# Assigned task:
Leaving out every picture, copy the lines of the material below exactly, from the line containing "silver hoop earring." through the line containing "the tree branch.".

# Raw data:
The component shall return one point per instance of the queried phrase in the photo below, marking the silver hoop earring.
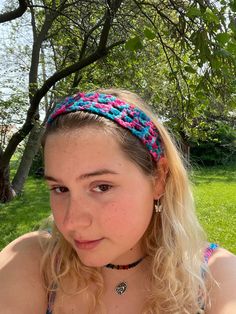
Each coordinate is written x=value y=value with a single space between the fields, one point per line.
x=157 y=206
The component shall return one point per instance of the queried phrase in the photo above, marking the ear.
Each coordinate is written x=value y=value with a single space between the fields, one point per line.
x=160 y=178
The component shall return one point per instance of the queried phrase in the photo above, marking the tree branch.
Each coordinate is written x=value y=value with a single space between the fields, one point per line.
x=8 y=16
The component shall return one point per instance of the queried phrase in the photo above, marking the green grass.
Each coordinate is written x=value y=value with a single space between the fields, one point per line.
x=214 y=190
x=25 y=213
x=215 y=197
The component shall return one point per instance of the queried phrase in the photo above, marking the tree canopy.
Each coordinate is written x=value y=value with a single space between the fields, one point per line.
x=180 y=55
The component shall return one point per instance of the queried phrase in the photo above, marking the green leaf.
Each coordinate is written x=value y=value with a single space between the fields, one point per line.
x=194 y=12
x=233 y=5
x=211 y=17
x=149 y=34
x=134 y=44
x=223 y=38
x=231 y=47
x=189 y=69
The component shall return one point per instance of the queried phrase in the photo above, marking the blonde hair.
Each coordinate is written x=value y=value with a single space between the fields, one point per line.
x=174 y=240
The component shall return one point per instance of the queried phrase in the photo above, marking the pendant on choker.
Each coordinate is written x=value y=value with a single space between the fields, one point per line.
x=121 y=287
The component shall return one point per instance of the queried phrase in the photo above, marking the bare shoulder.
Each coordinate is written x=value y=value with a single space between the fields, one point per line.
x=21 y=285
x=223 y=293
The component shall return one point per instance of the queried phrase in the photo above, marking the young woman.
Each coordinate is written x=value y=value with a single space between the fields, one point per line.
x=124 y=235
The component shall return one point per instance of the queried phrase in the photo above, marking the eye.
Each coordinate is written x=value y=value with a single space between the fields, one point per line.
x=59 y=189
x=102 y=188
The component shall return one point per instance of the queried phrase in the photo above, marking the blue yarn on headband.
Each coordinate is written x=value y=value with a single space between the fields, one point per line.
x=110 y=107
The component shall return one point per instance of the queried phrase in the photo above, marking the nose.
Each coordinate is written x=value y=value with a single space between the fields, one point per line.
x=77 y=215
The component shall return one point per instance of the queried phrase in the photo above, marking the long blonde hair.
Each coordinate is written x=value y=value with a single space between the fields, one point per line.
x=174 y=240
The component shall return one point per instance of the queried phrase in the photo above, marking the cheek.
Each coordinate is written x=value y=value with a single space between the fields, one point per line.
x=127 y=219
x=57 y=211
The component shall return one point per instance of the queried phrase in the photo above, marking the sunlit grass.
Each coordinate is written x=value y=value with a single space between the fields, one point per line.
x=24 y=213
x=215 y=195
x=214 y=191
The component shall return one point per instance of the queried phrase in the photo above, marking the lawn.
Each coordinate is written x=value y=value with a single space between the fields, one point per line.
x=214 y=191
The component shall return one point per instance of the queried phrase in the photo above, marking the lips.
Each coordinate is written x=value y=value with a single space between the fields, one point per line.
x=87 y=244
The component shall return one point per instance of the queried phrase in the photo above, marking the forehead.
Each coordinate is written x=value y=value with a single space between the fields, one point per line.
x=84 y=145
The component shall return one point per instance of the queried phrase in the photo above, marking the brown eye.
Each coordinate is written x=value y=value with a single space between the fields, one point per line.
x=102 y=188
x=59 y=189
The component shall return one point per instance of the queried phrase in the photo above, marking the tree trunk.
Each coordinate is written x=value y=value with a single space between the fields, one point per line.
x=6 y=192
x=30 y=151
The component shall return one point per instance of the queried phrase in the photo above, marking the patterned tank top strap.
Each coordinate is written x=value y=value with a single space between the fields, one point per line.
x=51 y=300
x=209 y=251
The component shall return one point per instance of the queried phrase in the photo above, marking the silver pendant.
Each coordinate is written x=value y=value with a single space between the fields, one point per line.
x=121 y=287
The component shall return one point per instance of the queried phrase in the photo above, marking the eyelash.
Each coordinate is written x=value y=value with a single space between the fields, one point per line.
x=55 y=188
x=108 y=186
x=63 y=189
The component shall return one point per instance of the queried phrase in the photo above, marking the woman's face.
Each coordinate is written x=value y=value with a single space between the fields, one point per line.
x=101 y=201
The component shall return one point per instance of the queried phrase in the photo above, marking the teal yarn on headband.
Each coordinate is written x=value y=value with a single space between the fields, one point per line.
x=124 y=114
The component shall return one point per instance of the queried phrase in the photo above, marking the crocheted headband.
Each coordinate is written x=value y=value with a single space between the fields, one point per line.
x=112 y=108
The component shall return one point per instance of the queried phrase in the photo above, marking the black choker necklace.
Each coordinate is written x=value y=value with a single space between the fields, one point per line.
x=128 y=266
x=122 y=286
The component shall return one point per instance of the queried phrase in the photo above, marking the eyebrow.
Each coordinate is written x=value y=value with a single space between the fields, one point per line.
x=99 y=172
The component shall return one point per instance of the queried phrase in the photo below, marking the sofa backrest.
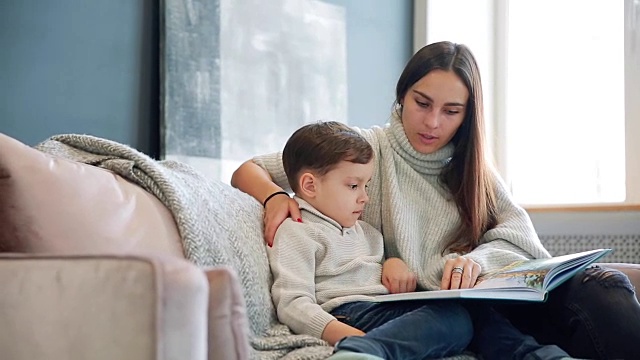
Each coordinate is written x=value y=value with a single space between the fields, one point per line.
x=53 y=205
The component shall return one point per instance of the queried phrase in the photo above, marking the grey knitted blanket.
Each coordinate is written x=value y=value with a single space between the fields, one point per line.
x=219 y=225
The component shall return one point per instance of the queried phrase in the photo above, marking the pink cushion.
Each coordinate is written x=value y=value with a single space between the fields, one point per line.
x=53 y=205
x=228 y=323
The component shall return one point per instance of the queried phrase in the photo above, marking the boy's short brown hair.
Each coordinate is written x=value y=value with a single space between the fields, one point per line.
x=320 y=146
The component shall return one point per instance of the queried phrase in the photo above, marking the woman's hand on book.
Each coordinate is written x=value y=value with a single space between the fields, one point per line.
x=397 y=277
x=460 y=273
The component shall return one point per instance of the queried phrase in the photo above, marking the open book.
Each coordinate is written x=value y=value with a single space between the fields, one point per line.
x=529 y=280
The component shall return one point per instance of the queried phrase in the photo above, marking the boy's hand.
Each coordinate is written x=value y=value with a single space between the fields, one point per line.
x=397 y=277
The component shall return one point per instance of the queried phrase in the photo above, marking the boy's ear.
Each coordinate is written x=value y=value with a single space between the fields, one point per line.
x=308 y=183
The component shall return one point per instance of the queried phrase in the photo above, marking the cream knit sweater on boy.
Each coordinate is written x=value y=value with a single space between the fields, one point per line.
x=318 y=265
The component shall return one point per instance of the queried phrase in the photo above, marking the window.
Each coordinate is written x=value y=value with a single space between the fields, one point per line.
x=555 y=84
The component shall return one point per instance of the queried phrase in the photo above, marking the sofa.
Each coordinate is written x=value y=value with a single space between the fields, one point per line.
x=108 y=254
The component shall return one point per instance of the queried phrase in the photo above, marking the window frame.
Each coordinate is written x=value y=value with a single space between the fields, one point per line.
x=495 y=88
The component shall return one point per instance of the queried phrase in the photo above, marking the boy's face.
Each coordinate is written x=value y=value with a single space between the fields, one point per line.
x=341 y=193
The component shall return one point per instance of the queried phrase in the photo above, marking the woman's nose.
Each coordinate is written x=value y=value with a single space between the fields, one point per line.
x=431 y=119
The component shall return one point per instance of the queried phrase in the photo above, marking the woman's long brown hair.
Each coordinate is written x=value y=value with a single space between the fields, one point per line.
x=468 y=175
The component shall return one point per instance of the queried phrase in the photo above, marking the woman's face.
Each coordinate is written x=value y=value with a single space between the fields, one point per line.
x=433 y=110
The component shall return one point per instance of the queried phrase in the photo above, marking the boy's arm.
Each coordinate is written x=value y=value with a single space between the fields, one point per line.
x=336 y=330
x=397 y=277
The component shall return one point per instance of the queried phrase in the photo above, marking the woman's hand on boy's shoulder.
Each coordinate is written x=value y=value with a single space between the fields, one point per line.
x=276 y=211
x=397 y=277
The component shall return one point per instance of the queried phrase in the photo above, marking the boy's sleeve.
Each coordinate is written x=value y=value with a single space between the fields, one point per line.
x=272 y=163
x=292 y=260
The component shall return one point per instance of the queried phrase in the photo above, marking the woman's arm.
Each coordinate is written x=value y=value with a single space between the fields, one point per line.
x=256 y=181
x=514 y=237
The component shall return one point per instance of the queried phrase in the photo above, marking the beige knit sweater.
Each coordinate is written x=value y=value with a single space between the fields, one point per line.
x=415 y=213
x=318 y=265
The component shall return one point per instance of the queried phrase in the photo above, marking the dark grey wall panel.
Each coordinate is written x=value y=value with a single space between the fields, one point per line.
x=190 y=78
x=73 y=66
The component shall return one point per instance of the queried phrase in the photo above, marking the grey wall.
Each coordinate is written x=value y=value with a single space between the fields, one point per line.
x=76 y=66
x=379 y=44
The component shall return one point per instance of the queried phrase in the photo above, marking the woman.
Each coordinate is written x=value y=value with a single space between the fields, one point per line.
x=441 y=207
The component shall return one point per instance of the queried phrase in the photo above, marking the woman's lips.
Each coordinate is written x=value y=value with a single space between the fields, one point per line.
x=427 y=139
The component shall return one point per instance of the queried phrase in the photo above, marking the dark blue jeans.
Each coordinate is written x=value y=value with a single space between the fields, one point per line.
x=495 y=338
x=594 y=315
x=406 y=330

...

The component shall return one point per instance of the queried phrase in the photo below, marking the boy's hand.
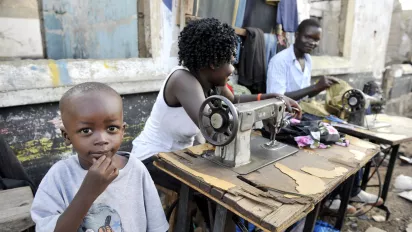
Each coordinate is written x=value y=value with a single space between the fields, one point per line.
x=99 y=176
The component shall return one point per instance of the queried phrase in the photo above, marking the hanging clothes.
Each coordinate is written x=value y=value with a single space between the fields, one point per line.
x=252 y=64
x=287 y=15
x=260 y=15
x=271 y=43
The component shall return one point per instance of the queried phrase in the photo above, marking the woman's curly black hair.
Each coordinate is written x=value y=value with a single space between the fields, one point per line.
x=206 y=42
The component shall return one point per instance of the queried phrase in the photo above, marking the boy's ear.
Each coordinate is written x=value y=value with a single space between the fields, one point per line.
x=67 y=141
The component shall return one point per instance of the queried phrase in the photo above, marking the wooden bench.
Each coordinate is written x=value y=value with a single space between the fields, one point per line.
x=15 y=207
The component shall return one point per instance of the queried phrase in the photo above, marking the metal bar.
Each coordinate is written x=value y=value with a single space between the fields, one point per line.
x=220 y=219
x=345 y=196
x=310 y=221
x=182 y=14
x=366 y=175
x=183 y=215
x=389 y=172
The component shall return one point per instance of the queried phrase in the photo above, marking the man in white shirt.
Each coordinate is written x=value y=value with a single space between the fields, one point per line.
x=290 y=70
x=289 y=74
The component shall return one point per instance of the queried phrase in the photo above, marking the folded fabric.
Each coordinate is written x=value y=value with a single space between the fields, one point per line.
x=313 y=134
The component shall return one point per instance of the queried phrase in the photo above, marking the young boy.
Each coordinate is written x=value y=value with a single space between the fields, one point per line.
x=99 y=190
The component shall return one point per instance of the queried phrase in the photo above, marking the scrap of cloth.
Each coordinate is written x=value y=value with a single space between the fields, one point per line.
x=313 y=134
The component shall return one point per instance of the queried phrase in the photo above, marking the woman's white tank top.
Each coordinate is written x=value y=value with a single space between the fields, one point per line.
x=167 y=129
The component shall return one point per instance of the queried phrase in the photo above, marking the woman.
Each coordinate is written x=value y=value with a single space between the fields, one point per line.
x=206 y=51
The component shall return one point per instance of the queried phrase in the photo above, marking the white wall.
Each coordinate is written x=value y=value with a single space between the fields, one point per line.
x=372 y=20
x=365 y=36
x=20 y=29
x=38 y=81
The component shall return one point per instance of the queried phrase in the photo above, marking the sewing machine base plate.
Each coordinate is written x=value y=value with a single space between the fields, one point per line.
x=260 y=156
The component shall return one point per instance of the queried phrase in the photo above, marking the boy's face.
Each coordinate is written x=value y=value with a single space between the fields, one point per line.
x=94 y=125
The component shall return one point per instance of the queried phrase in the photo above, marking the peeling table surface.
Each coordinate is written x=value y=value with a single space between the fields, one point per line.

# Answer to the problem:
The component shall return one point per instance of the queried phrase in the photo below, marking the silver hoop earring.
Each coordinate is written x=value y=value with a single space between the fields, one point per line.
x=157 y=206
The component shall return one point per instance of the queried phrase in the photo above, marking the ear.
Each coordinate is written x=value y=value with a single space between the fields, one point per line.
x=160 y=178
The component shall return one point per instance of the queried phrase in the photo above, marking the tree branch.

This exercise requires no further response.